* _The problem_
Can you update the rows below so that every "one marker per instance" becomes "a single marker for each instance", with nothing else changed?

* _The input_

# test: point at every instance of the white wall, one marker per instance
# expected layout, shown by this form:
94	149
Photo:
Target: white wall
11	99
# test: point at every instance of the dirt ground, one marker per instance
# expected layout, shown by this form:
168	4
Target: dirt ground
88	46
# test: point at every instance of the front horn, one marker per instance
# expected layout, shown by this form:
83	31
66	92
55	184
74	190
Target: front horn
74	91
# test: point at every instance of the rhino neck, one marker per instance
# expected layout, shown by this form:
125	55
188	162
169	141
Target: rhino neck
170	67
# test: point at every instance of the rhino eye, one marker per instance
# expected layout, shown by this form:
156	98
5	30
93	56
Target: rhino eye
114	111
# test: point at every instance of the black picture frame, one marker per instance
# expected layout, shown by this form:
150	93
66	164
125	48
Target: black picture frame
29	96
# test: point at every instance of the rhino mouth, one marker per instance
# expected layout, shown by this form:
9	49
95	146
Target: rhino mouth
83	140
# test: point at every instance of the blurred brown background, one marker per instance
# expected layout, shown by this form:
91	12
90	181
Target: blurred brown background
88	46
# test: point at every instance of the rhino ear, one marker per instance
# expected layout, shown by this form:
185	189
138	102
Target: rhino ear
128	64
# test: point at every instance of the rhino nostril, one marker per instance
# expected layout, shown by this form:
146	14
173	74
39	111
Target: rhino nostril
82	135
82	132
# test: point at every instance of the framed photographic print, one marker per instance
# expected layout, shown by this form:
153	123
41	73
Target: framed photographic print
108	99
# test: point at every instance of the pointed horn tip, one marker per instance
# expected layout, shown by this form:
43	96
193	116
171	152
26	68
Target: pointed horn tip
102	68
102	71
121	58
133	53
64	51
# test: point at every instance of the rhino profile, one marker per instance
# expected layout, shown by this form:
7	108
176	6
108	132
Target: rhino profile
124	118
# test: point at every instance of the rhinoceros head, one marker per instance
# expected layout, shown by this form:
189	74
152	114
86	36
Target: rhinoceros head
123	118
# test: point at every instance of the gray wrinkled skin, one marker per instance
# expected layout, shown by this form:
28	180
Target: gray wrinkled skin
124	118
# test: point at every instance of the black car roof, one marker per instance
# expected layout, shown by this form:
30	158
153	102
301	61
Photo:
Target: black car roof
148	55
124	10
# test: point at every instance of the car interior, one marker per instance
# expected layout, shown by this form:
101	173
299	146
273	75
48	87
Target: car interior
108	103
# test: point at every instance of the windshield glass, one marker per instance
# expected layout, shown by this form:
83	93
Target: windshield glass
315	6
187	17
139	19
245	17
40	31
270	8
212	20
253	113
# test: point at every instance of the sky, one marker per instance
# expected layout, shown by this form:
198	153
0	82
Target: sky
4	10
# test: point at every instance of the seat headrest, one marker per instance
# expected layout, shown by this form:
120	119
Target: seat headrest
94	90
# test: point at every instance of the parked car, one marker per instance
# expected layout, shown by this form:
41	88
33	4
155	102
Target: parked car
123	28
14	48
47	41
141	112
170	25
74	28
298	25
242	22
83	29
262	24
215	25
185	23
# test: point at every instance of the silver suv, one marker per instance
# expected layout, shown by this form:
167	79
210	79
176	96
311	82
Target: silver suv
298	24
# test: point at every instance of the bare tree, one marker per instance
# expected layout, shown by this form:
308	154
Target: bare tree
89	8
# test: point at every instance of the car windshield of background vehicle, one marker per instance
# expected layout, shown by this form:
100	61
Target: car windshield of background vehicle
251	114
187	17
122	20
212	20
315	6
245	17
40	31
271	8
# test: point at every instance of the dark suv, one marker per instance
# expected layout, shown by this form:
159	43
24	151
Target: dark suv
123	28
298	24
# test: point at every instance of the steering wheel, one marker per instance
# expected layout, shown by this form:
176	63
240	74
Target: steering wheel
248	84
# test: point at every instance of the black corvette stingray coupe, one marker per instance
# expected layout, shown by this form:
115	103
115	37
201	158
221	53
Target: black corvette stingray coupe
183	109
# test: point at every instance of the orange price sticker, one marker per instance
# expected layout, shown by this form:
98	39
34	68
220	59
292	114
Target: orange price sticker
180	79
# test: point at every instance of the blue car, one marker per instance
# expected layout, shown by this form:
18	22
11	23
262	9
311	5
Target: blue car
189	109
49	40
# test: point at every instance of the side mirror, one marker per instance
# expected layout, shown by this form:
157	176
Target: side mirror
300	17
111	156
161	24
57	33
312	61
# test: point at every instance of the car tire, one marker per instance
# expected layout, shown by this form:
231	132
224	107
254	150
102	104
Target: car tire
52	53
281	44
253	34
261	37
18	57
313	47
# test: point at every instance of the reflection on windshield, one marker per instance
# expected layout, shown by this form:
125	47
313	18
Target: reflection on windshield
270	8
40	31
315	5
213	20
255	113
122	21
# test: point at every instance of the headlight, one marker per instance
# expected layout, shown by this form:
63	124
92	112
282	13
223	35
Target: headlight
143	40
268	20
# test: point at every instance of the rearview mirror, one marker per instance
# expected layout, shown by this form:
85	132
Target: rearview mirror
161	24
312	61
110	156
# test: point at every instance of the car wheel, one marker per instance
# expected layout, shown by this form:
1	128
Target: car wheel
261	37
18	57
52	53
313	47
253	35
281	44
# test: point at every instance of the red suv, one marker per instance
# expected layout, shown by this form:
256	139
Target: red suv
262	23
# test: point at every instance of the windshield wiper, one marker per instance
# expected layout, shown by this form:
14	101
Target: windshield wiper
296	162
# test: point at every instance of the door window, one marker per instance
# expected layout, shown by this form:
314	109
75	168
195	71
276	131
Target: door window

* _Task solution_
# test: point at every instance of the white wall, a single marker for each instance
# expected layout, shown by this form:
94	149
Photo:
Target: white wall
11	99
# test: point at every instance of the dirt ground, a single marker for each instance
# expected layout, shown by this form:
168	4
Target: dirt ground
88	46
# test: point at every instance of the front horn, a single marker for each instance
# expected layout, shown by this form:
83	31
66	92
55	184
74	190
Target: front horn
74	91
# test: point at every instance of the rhino neck, a single marker for each instance
# expected layout, shown by this form:
125	55
188	162
169	141
Target: rhino neck
170	67
# test: point at every instance of the rhino eye, a single marker for each instance
# expected layout, shown by this form:
156	98
5	30
93	56
Target: rhino eye
114	111
# test: point at every instance of the black picture frame, a single marker for each instance
# expected layout, shown by this form:
150	93
66	164
125	48
Target: black picture frame
29	96
# test: point at every instance of the rhino mouth, a single marker for each instance
# expected layout, shown by this form:
9	49
95	146
Target: rhino mouth
83	140
# test: point at every instance of the blurred brown background, a single marker for each instance
# expected layout, shown by this form:
91	12
90	181
Target: blurred brown background
88	46
# test: point at every instance of the rhino ear, a single marker for each instance
# expected layout, shown by this form:
185	189
138	102
Target: rhino ear
128	64
# test: point at every instance of the rhino nostril, a single marker for each instance
# expected layout, shown by this form:
146	14
173	74
39	111
Target: rhino nostril
82	135
82	132
# test: point at every instance of the framed photographic print, a single marker for each instance
# expected layout, shown by this form:
153	123
41	73
Target: framed photographic print
108	99
# test: point at every instance of the pointed horn tip, a single marker for each instance
# expected layout, shown by this form:
43	96
193	116
171	152
26	68
Target: pointed horn tip
102	68
102	71
121	58
133	53
64	51
# test: point at every instance of the rhino profile, a single marker for each instance
# expected layout, shown by this form:
7	108
176	6
108	132
Target: rhino profile
124	118
# test: point at every instance of the rhinoceros head, a single marker for each instance
# expected layout, shown by this form:
189	74
152	114
86	36
Target: rhinoceros head
123	118
# test: point at every instance of the gray wrinkled skin, a single marker for each instance
# expected layout, shown by this form:
28	180
Target: gray wrinkled skin
124	118
# test: point at every instance of the black car roof, a single marker for each instance
# expected layout, shown by this form:
30	158
153	102
301	61
Photo:
Target: black car roof
148	55
124	10
# test: point at every instance of the car interior, a single marker for each instance
# expected layout, shown by this form:
101	173
299	146
273	75
48	87
Target: car interior
108	103
# test: point at every instance of the windshield glass, a single marker for each instance
# expected layout, shown by this form:
83	93
Target: windshield glass
315	6
187	17
139	19
245	17
40	31
270	8
212	20
253	113
# test: point at every instance of the sky, a single marker for each instance
# expected layout, shown by this form:
198	153
0	82
Target: sky
4	10
# test: point at every instance of the seat headrest, a single marker for each instance
# expected layout, shown by this form:
120	119
Target: seat headrest
94	90
# test: point at every instance of the parked car, a single marker for each instance
# expected layout, shown by this form:
41	88
33	4
155	102
Target: parked car
123	28
14	48
47	41
141	112
170	25
74	28
298	25
242	22
83	29
262	24
215	25
185	23
# test: point at every instance of the silver suv, a single marker for each instance
# expected layout, shown by this form:
167	79
210	79
176	96
311	82
Target: silver suv
298	24
# test: point at every instance of the bare tree, a single marker for each instance
# expected layout, shown by this form:
308	154
Target: bare tree
89	8
# test: point at every instance of the car windshield of background vehicle, a single marker for each instance
# expected layout, shown by this form:
100	61
Target: car windshield of background vehicle
251	114
187	17
122	20
212	20
315	6
245	17
40	31
271	8
# test: point at every instance of the dark suv, a single marker for each instance
# expected layout, shown by this form:
159	43
24	151
Target: dark suv
123	28
298	24
# test: point at every instance of the steering wheel, a single marker for each instance
# expected layout, shown by this form:
176	63
240	74
Target: steering wheel
248	84
# test: point at every instance of the black corvette stingray coupe, a single marker for each instance
# expected layout, shown by this form:
115	103
115	37
201	158
221	53
Target: black corvette stingray coupe
183	109
# test: point at every instance of the orange price sticker, a single marker for each instance
# expected layout, shown by this form:
98	39
34	68
220	59
292	114
Target: orange price sticker
180	79
# test: point at every instance of the blue car, a single marker for each instance
# expected layout, shown by this form:
18	22
11	23
262	9
311	5
Target: blue car
189	109
49	40
# test: point at every instance of the side mirror, a single marker for each instance
# expected layout, shown by this form:
157	176
Target: side mirror
300	17
111	156
161	24
57	33
312	61
# test: point at every instance of the car tire, a single marker for each instance
# expected layout, shown by this form:
231	132
224	107
254	150
102	104
Target: car tire
52	53
281	44
253	34
261	37
18	57
313	47
# test: point at every instance of the reflection on windshield, a single marker for each instance
# expected layout, shown by this form:
125	47
313	18
Target: reflection on windshield
270	8
40	31
315	5
213	20
255	113
122	21
# test: point at every instance of the headlight, a single marker for each instance
# expected layout, shown by this form:
63	124
92	112
282	13
223	35
Target: headlight
143	40
268	20
# test: point at every instance of the rearview mirror, a single marker for each instance
# expected layout, shown by this form:
85	132
Target: rearview mirror
161	24
312	61
110	156
# test: point at every instance of the car wheel, a single marker for each instance
# expected layout, shown by this form:
1	128
Target: car wheel
261	37
18	57
52	53
313	47
253	35
281	44
# test: point at every instance of the red suv, a single marker for each instance
# expected layout, shown by this form:
256	139
Target: red suv
262	23
# test: point at every instance of the windshield wiper, a single marker for each instance
# expected layout, shown by this form:
14	101
Target: windshield wiper
296	162
# test: point at every instance of the door window, a single marker for each instance
# expected layout, shown by this form:
314	109
75	168
195	71
276	131
Target: door window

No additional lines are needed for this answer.